EXERCISE DETAILS
Find each line below that contains the string "tape", and copy those lines.
****************
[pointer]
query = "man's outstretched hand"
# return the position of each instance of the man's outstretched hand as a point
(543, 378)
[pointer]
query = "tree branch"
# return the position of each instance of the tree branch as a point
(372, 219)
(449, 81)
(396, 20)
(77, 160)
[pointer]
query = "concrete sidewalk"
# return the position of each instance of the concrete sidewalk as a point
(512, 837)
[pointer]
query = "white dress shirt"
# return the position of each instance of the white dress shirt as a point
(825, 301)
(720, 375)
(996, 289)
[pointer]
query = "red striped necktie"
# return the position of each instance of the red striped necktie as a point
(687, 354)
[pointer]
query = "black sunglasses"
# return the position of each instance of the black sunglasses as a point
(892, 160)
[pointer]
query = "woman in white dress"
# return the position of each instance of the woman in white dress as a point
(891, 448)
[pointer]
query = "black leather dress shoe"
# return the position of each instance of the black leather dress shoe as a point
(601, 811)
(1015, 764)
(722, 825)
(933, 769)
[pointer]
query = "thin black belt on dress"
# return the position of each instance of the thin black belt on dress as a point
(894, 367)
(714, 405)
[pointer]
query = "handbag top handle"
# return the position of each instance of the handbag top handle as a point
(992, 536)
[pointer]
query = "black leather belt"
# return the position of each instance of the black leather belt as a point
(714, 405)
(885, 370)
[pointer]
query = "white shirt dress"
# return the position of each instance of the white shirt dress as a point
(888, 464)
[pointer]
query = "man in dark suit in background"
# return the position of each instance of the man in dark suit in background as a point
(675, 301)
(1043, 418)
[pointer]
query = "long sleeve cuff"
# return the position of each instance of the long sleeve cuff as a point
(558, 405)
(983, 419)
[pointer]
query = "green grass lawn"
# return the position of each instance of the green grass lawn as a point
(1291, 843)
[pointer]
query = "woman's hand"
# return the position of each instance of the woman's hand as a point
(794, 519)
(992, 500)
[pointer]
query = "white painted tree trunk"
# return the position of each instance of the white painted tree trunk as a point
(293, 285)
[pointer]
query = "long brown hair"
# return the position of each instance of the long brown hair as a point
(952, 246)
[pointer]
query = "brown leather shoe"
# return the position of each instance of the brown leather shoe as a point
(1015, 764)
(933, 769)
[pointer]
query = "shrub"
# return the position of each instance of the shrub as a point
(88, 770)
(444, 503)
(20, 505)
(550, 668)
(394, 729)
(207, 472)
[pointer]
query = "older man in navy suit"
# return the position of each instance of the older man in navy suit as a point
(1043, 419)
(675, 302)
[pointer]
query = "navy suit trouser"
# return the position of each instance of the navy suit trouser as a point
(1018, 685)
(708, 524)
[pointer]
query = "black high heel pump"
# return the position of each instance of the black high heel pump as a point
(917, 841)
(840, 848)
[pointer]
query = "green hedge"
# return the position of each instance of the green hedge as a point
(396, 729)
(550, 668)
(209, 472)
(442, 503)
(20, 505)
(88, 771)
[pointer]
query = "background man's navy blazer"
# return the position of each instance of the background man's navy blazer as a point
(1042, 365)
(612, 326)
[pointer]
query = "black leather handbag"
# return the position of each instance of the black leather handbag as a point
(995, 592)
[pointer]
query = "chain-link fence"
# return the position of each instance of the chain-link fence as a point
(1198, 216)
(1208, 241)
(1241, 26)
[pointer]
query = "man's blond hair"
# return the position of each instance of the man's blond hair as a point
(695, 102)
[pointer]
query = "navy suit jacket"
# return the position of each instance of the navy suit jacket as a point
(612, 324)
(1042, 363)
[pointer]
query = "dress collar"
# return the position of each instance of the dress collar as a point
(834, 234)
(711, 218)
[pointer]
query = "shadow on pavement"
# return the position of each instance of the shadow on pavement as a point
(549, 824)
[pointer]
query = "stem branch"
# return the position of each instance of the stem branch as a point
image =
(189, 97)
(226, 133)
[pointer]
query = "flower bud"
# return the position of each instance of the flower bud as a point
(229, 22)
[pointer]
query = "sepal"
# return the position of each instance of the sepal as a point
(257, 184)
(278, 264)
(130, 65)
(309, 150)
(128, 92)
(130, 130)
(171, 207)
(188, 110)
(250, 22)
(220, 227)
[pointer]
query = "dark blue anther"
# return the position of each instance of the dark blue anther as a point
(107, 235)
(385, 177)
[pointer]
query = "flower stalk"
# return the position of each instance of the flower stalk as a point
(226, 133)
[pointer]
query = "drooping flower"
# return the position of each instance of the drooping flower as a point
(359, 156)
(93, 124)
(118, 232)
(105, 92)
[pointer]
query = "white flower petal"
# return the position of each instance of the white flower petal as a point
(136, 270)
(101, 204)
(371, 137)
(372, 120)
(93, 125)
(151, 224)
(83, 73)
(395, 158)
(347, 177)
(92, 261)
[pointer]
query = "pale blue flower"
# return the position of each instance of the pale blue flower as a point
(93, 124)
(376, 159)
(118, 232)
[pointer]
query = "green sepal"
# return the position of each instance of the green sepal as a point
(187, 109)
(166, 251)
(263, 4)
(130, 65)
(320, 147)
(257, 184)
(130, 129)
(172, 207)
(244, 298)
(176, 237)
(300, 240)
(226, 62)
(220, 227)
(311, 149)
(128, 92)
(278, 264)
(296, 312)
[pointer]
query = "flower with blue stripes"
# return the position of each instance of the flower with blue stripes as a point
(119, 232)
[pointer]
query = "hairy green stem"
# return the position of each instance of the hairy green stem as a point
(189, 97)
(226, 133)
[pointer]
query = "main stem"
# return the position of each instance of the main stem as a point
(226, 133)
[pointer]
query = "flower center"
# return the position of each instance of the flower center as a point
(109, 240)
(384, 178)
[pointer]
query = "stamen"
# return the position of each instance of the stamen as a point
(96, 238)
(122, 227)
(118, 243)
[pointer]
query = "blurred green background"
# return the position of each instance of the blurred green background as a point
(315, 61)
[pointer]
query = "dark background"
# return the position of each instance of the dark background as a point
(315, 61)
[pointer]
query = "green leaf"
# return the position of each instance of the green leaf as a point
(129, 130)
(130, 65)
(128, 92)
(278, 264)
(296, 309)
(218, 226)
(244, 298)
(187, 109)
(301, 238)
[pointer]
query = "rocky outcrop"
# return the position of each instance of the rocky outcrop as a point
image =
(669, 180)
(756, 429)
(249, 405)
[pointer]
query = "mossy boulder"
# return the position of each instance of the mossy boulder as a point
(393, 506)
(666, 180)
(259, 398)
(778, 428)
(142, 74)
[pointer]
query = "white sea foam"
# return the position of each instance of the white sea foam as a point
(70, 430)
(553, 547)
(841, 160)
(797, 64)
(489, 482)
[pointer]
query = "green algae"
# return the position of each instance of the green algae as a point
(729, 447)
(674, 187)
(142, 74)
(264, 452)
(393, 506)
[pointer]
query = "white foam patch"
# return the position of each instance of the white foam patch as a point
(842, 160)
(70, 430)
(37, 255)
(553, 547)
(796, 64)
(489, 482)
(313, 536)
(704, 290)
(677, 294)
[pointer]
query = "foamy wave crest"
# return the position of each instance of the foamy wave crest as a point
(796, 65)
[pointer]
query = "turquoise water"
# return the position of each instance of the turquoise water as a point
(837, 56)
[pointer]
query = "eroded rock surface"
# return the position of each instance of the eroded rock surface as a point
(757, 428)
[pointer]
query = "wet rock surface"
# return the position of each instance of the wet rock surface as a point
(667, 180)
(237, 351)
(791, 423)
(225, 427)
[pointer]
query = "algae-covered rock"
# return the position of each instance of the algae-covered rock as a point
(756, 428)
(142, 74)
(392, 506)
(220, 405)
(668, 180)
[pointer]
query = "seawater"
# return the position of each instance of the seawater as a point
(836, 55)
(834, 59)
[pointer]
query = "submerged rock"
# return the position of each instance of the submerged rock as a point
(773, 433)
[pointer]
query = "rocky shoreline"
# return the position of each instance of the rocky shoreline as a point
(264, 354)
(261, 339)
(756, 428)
****************
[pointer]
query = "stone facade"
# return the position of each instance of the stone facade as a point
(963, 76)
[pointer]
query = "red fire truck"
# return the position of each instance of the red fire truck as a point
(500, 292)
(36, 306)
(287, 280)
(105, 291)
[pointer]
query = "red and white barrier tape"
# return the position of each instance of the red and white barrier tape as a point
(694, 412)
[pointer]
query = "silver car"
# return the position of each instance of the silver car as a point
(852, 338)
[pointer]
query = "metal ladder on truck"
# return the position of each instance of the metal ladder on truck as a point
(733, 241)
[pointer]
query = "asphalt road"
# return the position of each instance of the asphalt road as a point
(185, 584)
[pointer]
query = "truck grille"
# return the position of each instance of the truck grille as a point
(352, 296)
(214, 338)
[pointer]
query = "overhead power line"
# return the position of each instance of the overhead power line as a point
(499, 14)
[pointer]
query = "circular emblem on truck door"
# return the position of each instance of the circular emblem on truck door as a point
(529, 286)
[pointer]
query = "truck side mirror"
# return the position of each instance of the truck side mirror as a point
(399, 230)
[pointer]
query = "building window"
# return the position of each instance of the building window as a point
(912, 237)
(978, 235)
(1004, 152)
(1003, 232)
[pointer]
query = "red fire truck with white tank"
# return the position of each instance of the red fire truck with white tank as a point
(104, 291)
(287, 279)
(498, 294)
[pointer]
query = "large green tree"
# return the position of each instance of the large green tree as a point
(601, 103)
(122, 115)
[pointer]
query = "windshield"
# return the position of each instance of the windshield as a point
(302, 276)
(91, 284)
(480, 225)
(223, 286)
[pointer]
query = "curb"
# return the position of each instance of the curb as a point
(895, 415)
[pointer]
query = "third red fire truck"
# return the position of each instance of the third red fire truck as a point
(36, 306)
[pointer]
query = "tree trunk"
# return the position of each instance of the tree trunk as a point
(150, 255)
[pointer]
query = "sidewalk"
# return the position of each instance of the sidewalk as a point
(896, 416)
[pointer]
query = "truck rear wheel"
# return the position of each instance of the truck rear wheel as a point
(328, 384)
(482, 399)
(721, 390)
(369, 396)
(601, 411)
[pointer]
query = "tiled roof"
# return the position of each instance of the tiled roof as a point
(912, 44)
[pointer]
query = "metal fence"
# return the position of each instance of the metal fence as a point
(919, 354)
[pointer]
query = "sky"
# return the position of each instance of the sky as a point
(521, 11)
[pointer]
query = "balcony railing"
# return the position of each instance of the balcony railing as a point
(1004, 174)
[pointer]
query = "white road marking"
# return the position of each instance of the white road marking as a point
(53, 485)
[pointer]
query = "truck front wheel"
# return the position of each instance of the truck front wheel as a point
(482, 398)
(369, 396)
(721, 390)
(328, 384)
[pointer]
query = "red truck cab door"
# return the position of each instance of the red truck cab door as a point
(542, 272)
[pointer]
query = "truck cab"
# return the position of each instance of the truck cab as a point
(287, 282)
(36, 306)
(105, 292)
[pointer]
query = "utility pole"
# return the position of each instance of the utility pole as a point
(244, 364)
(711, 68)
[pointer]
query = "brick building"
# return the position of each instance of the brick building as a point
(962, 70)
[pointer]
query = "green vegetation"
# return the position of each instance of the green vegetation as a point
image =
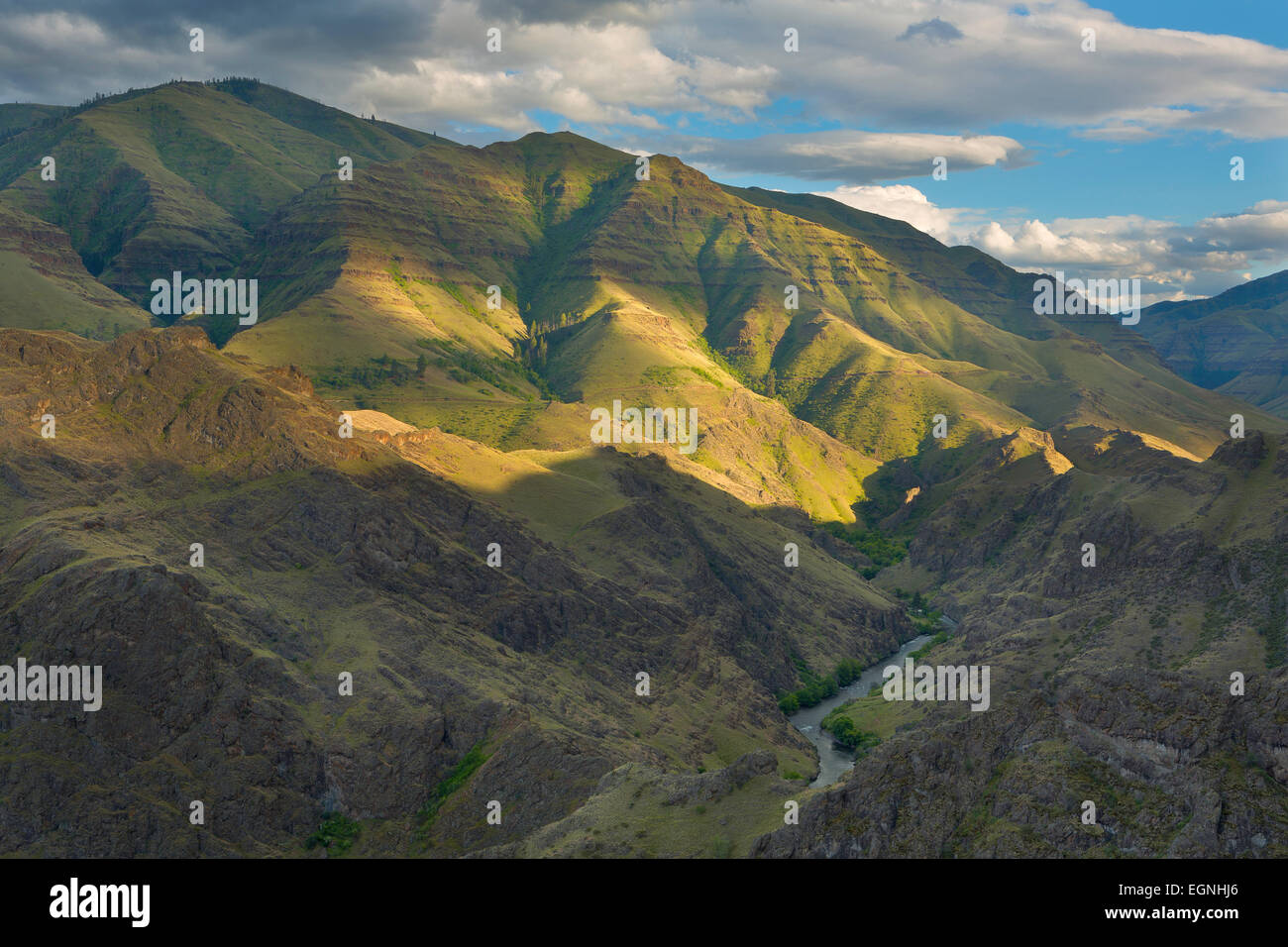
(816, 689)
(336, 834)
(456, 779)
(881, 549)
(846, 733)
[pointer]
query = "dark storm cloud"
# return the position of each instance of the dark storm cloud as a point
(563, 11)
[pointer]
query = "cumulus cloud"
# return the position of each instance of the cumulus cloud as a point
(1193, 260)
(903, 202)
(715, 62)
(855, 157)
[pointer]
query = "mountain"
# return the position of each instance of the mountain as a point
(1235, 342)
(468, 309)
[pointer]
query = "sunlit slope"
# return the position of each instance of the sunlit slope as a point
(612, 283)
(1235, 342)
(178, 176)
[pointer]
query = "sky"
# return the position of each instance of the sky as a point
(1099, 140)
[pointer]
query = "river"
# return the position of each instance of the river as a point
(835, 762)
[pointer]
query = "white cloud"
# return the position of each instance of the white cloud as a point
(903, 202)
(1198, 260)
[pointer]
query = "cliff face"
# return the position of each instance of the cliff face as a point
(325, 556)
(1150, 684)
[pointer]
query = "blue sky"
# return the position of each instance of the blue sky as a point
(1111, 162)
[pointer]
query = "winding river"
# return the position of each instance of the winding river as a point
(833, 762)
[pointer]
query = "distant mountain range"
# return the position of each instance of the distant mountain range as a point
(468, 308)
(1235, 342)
****************
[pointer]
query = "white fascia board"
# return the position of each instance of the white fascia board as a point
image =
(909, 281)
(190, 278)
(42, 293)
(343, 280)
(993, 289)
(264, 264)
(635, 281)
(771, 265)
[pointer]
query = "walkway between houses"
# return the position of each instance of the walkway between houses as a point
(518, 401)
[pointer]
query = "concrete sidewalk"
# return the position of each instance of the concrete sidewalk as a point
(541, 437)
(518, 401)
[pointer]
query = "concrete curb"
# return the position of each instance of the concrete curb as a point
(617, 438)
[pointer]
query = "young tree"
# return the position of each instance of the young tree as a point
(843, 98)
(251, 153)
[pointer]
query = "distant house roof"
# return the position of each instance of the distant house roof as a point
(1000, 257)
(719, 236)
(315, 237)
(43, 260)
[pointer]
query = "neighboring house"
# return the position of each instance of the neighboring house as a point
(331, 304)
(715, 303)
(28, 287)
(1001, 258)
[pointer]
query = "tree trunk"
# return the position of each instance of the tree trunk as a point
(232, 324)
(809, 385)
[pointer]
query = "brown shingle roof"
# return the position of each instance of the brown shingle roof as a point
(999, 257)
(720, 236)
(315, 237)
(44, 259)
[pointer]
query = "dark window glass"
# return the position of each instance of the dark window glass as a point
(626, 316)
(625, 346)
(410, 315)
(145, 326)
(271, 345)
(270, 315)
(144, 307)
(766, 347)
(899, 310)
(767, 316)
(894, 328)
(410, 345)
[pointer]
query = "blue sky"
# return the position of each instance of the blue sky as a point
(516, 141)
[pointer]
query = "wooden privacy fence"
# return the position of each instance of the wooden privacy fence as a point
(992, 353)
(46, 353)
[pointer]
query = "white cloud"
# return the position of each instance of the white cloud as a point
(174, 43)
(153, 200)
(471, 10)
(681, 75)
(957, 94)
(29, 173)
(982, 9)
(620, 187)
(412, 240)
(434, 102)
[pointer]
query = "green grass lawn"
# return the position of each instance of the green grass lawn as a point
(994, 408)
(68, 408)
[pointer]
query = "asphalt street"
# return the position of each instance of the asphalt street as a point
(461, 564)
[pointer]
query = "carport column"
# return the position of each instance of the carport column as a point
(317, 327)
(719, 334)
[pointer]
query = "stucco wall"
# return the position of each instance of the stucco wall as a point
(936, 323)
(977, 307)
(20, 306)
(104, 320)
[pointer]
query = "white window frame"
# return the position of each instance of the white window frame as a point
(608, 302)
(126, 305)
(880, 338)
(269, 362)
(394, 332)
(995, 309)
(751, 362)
****************
COMPLETE ANSWER
query = "red and white barrier tape"
# return the position of each instance of the red and white barrier tape as a point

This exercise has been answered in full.